- **What to work on**
Copy the listing that follows line for line, with every character unchanged.
● ● ● ● ● ● ●
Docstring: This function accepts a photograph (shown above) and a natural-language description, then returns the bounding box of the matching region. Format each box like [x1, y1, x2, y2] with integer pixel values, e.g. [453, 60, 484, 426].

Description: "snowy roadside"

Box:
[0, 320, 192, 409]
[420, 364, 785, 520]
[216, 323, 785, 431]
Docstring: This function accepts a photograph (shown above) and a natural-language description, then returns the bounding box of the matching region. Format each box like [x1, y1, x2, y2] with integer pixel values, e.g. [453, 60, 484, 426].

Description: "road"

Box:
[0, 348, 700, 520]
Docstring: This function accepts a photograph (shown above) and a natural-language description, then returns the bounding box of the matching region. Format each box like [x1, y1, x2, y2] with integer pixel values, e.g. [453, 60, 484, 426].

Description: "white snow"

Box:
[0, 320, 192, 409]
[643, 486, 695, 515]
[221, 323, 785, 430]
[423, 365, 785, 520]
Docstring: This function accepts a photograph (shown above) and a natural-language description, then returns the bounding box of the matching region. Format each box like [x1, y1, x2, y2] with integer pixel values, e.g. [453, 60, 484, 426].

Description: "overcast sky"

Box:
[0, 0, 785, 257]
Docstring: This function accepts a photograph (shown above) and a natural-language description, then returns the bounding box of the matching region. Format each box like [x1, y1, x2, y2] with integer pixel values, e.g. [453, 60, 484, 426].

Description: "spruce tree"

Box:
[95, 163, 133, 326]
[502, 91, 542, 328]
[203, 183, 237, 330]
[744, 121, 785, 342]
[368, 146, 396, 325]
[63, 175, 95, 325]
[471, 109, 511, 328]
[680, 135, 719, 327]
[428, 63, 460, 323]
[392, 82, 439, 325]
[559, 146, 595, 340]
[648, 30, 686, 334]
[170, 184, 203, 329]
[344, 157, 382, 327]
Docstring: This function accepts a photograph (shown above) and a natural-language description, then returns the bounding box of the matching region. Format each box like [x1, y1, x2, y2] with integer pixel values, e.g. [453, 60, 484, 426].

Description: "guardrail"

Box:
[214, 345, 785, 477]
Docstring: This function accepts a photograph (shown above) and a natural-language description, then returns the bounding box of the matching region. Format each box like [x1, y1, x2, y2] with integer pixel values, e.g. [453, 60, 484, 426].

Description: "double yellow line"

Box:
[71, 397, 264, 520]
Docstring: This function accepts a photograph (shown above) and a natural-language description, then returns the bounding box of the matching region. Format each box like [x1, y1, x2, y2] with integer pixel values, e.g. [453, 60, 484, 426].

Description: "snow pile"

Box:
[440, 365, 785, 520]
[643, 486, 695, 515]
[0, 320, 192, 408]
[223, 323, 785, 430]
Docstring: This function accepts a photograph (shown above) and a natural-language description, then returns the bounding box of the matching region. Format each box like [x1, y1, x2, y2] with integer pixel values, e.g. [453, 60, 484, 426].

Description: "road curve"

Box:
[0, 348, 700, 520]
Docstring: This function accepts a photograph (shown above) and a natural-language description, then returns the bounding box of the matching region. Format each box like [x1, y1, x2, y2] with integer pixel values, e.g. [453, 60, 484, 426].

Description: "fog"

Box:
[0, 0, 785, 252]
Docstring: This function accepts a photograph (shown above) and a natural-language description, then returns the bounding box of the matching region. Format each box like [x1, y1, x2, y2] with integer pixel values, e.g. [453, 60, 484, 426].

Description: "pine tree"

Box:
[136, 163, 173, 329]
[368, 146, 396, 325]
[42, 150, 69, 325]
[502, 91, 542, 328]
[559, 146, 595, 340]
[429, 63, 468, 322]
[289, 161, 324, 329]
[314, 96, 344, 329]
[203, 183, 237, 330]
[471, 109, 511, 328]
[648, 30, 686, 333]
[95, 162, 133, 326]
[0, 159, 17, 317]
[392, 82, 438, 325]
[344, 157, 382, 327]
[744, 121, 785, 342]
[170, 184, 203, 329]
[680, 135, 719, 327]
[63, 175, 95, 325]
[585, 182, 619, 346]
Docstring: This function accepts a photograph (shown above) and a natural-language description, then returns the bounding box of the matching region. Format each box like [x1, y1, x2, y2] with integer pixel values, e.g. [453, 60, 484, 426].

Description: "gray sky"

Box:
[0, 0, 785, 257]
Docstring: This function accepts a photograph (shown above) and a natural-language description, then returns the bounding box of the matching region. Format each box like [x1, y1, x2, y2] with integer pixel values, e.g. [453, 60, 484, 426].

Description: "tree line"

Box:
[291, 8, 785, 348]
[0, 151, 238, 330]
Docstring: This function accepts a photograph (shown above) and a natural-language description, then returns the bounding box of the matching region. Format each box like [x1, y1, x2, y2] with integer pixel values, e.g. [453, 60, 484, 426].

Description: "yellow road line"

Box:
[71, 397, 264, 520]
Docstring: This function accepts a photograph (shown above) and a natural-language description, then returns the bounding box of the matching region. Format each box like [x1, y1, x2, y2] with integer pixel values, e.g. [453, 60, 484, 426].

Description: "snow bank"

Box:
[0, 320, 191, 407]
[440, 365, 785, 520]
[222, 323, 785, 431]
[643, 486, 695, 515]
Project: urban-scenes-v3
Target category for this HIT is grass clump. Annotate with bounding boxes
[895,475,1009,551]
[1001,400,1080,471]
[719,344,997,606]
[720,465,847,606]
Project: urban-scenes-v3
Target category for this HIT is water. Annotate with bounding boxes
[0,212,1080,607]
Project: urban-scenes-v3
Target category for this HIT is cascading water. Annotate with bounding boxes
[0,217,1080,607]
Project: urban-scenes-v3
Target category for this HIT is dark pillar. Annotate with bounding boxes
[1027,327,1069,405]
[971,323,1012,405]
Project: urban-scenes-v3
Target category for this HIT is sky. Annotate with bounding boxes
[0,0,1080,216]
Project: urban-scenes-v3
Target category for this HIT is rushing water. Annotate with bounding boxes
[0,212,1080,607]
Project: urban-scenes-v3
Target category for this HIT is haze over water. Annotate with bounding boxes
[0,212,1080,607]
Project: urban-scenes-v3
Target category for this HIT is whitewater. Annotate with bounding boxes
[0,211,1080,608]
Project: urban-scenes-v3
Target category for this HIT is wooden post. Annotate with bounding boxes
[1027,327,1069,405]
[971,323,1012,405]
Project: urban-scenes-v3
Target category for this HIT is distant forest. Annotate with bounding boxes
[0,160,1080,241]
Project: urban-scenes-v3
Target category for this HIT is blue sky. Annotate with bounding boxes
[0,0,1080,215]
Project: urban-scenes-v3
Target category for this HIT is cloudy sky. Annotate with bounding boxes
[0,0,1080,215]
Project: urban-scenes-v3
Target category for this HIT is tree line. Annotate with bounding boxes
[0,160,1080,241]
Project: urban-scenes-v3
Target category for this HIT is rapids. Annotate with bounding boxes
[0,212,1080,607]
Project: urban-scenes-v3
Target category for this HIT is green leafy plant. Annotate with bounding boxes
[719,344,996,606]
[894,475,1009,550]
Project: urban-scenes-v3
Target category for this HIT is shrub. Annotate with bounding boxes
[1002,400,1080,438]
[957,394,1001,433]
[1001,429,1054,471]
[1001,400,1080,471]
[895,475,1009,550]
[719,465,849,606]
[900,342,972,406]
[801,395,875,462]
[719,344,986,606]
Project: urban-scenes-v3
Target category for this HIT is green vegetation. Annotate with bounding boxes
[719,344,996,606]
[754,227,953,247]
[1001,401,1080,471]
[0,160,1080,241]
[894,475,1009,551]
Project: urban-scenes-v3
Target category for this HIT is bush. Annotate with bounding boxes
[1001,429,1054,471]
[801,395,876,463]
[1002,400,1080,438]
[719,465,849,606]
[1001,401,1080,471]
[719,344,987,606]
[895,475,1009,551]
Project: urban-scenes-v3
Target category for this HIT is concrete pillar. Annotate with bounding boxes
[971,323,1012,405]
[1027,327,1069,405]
● ● ● ● ● ● ●
- **Right answer**
Docstring: This function accepts a photograph (shown above) and a natural-language description, then returns the bounding box of the matching region. Format each box like [x1, y1, x2, y2] with integer pixel values, e.g. [453, 60, 484, 426].

Description: "snowy roadside"

Box:
[0, 320, 192, 409]
[420, 364, 785, 520]
[216, 323, 785, 431]
Docstring: This function accepts a photograph (shown above) and a natural-language description, then returns the bounding box of the matching region. Format each box like [x1, y1, x2, y2] with integer pixel values, e.g. [453, 60, 484, 426].

Description: "road"

Box:
[0, 348, 700, 520]
Docstring: This function accepts a photograph (shown above) and a natural-language description, then returns the bounding box of the matching region. Format each box like [x1, y1, x2, y2] with integer pixel values, e.g. [453, 60, 484, 426].

Description: "white snow"

Box:
[0, 320, 192, 409]
[643, 486, 695, 515]
[221, 323, 785, 430]
[423, 365, 785, 520]
Docstring: This function accepts a photograph (shown above) and a natural-language description, then returns the bounding box of the matching region. Format each box like [x1, y1, x2, y2] with integer pixel values, e.g. [453, 60, 484, 426].

Description: "overcast sky"

Box:
[0, 0, 785, 257]
Docstring: This function accepts a photograph (shown above) and a natural-language description, then returns the bounding box of the matching region. Format each box like [x1, y1, x2, y2] with integer pixel values, e.g. [453, 60, 484, 426].

Description: "spruce tree"

Box:
[95, 163, 133, 326]
[502, 91, 542, 328]
[203, 183, 237, 330]
[744, 121, 785, 342]
[368, 146, 396, 325]
[63, 175, 95, 325]
[471, 109, 511, 328]
[680, 135, 719, 327]
[428, 63, 460, 323]
[392, 82, 439, 325]
[559, 146, 595, 340]
[648, 30, 686, 334]
[170, 184, 203, 329]
[344, 157, 382, 327]
Docstring: This function accepts a photograph (shown above) and a natural-language description, then returns the bounding box of the matching region. Format each box like [x1, y1, x2, y2] with integer pixel values, e.g. [453, 60, 484, 426].

Description: "guardrail"

Box:
[214, 345, 785, 477]
Docstring: This function accepts a photograph (shown above) and a natural-language description, then returns the bounding box of the matching region. Format each box like [x1, y1, x2, y2] with integer pixel values, e.g. [453, 60, 484, 426].

Description: "double yellow line"

Box:
[71, 397, 264, 520]
Docstring: This function accepts a photograph (shown above) and a natural-language description, then returns the bounding box of the matching region. Format each box like [x1, y1, x2, y2] with integer pixel values, e.g. [453, 60, 484, 426].

Description: "snow pile"

Box:
[440, 365, 785, 520]
[643, 486, 695, 515]
[0, 320, 192, 408]
[223, 323, 785, 430]
Docstring: This function accepts a photograph (shown above) and a natural-language description, then returns the bounding box of the matching region. Format each box like [x1, y1, x2, y2] with integer pixel values, e.g. [453, 60, 484, 426].

Description: "road curve"

Box:
[0, 348, 700, 520]
Docstring: This function accepts a photograph (shown above) and a natural-language description, then returns the bounding box of the matching region. Format each box like [x1, y1, x2, y2] with integer pixel values, e.g. [453, 60, 484, 426].

Description: "fog"

Box:
[0, 0, 785, 252]
Docstring: This function accepts a photograph (shown above) and a natural-language description, then returns the bounding box of the matching region. Format each box like [x1, y1, x2, y2] with integer pixel values, e.g. [453, 60, 484, 426].

Description: "pine tree"

Box:
[136, 163, 173, 329]
[368, 146, 396, 325]
[42, 150, 69, 325]
[502, 91, 542, 328]
[559, 146, 595, 340]
[429, 63, 468, 322]
[289, 161, 324, 329]
[314, 96, 344, 329]
[203, 183, 237, 330]
[471, 109, 511, 328]
[648, 30, 686, 333]
[95, 162, 133, 326]
[0, 159, 17, 317]
[392, 82, 438, 325]
[344, 157, 382, 327]
[744, 121, 785, 342]
[170, 184, 203, 329]
[680, 135, 719, 327]
[63, 175, 95, 325]
[585, 182, 619, 346]
Docstring: This function accepts a photograph (shown above) and a natural-language description, then returns the bounding box of the matching region. Format each box like [x1, y1, x2, y2] with integer pixel values, e.g. [453, 60, 484, 426].

Description: "gray sky"

Box:
[0, 0, 785, 257]
Docstring: This function accepts a photograph (shown above) and a natural-language description, then returns the bounding box of the matching region. Format each box like [x1, y1, x2, y2] with integer pixel values, e.g. [453, 60, 484, 426].

Description: "tree line"

Box:
[291, 8, 785, 348]
[0, 151, 238, 330]
Docstring: This function accepts a photograph (shown above) and a natural-language description, then returns the bounding box of the matching region. Format each box like [x1, y1, x2, y2] with integer pixel values, e.g. [453, 60, 484, 426].

Description: "yellow road line"

Box:
[71, 397, 264, 520]
Docstring: This function accepts a photograph (shown above) and a natural-language description, then returns the bounding box of the matching region. Format each box like [x1, y1, x2, y2] with integer pixel values, e.g. [453, 60, 484, 426].

Description: "snow bank"

Box:
[0, 320, 191, 407]
[440, 365, 785, 520]
[222, 323, 785, 431]
[643, 486, 695, 515]
Project: urban-scenes-v3
Target category for this HIT is grass clump. Annotate with bounding boxes
[895,475,1009,551]
[1001,400,1080,471]
[719,344,997,606]
[720,465,847,606]
Project: urban-scenes-v3
Target category for this HIT is water. Annotate with bounding boxes
[0,212,1080,607]
Project: urban-scenes-v3
Target category for this HIT is cascading water. Annotate with bounding boxes
[0,217,1080,607]
Project: urban-scenes-v3
Target category for this HIT is dark pillar. Annotate with bounding boxes
[1027,327,1069,405]
[971,323,1012,405]
Project: urban-scenes-v3
Target category for this HIT is sky. Annotate with bounding boxes
[0,0,1080,216]
Project: urban-scenes-v3
Target category for this HIT is rushing water. Annotate with bounding boxes
[0,212,1080,607]
Project: urban-scenes-v3
Target category for this HIT is haze over water. Annotate with bounding boxes
[0,212,1080,607]
Project: urban-scenes-v3
Target category for this HIT is whitewater. Annotate with bounding boxes
[0,211,1080,608]
Project: urban-scenes-v3
Target category for this HIT is wooden post. Annotate with bounding boxes
[1027,327,1069,405]
[971,323,1012,405]
Project: urban-scenes-v3
Target category for this HIT is distant forest. Annotate with bounding boxes
[0,160,1080,241]
Project: urban-scenes-v3
Target category for this HIT is blue sky. Annotate with bounding boxes
[0,0,1080,215]
Project: urban-scenes-v3
Target category for this HIT is cloudy sky. Annotate with bounding boxes
[0,0,1080,215]
Project: urban-scenes-v3
Target category for this HIT is tree line. Annotate with bounding boxes
[0,160,1080,241]
Project: urban-scenes-v3
Target category for this HIT is rapids. Annotate with bounding boxes
[0,212,1080,607]
Project: urban-scenes-v3
Target category for this HIT is green leafy plant. Annotate with bounding boxes
[719,344,996,606]
[894,475,1009,550]
Project: urban-scenes-v3
Target category for this HIT is shrub. Annotate with bounding boxes
[1002,400,1080,438]
[957,394,1001,433]
[1001,429,1054,471]
[1001,400,1080,471]
[895,475,1009,550]
[719,465,849,606]
[900,342,972,406]
[801,395,875,462]
[719,344,986,606]
Project: urban-scenes-v3
Target category for this HIT is green vegetation. Annotate with bounding boxes
[719,344,996,606]
[754,227,953,247]
[1001,401,1080,471]
[0,160,1080,241]
[894,475,1009,551]
Project: urban-scenes-v3
Target category for this HIT is bush. Annotate with bounding boxes
[1001,429,1054,471]
[801,395,876,463]
[1002,400,1080,438]
[719,465,849,606]
[1001,401,1080,471]
[719,344,987,606]
[895,475,1009,551]
Project: urban-scenes-v3
Target category for this HIT is concrete pillar. Annotate with bounding boxes
[971,323,1012,405]
[1027,327,1069,405]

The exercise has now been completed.